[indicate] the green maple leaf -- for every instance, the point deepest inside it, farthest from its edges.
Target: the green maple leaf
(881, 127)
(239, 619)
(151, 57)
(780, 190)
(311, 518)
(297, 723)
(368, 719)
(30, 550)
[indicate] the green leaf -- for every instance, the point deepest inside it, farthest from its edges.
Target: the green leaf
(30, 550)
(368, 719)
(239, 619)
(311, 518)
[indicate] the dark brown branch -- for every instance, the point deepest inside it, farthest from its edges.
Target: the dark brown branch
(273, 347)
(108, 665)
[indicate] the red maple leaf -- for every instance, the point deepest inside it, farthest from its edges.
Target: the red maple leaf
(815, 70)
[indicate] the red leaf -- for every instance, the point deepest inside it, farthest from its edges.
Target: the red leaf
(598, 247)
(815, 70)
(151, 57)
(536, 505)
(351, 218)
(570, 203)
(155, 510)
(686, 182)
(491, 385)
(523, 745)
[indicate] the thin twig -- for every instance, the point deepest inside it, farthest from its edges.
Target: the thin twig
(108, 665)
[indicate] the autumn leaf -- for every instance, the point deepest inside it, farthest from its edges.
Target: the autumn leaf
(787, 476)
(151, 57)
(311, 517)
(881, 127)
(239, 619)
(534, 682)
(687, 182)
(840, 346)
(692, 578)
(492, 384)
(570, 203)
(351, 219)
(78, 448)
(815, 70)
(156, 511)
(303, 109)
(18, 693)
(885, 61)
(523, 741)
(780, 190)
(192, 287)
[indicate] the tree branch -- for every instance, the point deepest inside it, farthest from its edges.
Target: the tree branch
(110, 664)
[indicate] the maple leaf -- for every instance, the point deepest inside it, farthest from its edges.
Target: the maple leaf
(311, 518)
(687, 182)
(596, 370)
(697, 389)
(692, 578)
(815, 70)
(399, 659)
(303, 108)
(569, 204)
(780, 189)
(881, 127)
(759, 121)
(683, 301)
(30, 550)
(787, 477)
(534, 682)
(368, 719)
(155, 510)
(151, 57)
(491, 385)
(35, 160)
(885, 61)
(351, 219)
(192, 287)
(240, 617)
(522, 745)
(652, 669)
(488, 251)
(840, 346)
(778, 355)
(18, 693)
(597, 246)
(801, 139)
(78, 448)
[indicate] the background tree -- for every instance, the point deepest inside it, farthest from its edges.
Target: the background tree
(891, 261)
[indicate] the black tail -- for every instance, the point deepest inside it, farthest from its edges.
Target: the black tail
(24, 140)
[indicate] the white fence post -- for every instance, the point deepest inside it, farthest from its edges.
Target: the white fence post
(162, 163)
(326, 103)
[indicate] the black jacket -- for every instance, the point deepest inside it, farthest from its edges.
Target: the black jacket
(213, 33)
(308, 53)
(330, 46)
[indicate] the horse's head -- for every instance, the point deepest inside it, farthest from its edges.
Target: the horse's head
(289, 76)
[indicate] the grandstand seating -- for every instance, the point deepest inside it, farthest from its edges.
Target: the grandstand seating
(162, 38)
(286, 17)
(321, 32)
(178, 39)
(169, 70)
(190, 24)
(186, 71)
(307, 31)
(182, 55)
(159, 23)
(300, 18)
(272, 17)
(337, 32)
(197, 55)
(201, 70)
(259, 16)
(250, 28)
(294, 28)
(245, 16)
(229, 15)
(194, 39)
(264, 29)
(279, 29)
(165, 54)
════════════════
What to produce:
Transcribe exactly, and only, the lines from the one bearing "[indicate] the background" through the last line of the entries, counting both.

Written solution:
[indicate] the background tree -- for every instance, the point deepest inside it, farthest from its edges.
Target: the background tree
(891, 261)
[indicate] the black tail -- for every instance, the point deepest inside it, farthest from its edges.
Target: the black tail
(24, 140)
[indicate] the white fence post -- for every instance, the point deepest inside it, farthest from its edges.
Target: the white fence post
(162, 163)
(326, 103)
[indicate] the black jacket -- for every instance, the point deepest inside it, farthest from its edges.
Target: the black jacket
(213, 33)
(308, 53)
(330, 46)
[indicate] the horse's head -- for every instance, the point deepest inside it, farthest from its edges.
Target: the horse's head
(289, 76)
[indicate] the grandstand seating -- for every instance, the point deepest inside it, farthest from its edges.
Target: the grandstand seating
(162, 38)
(286, 17)
(321, 32)
(178, 39)
(169, 70)
(190, 24)
(186, 71)
(307, 31)
(182, 55)
(159, 23)
(300, 18)
(272, 17)
(337, 32)
(197, 55)
(201, 70)
(259, 16)
(250, 28)
(294, 28)
(245, 16)
(229, 15)
(194, 39)
(264, 29)
(279, 29)
(165, 54)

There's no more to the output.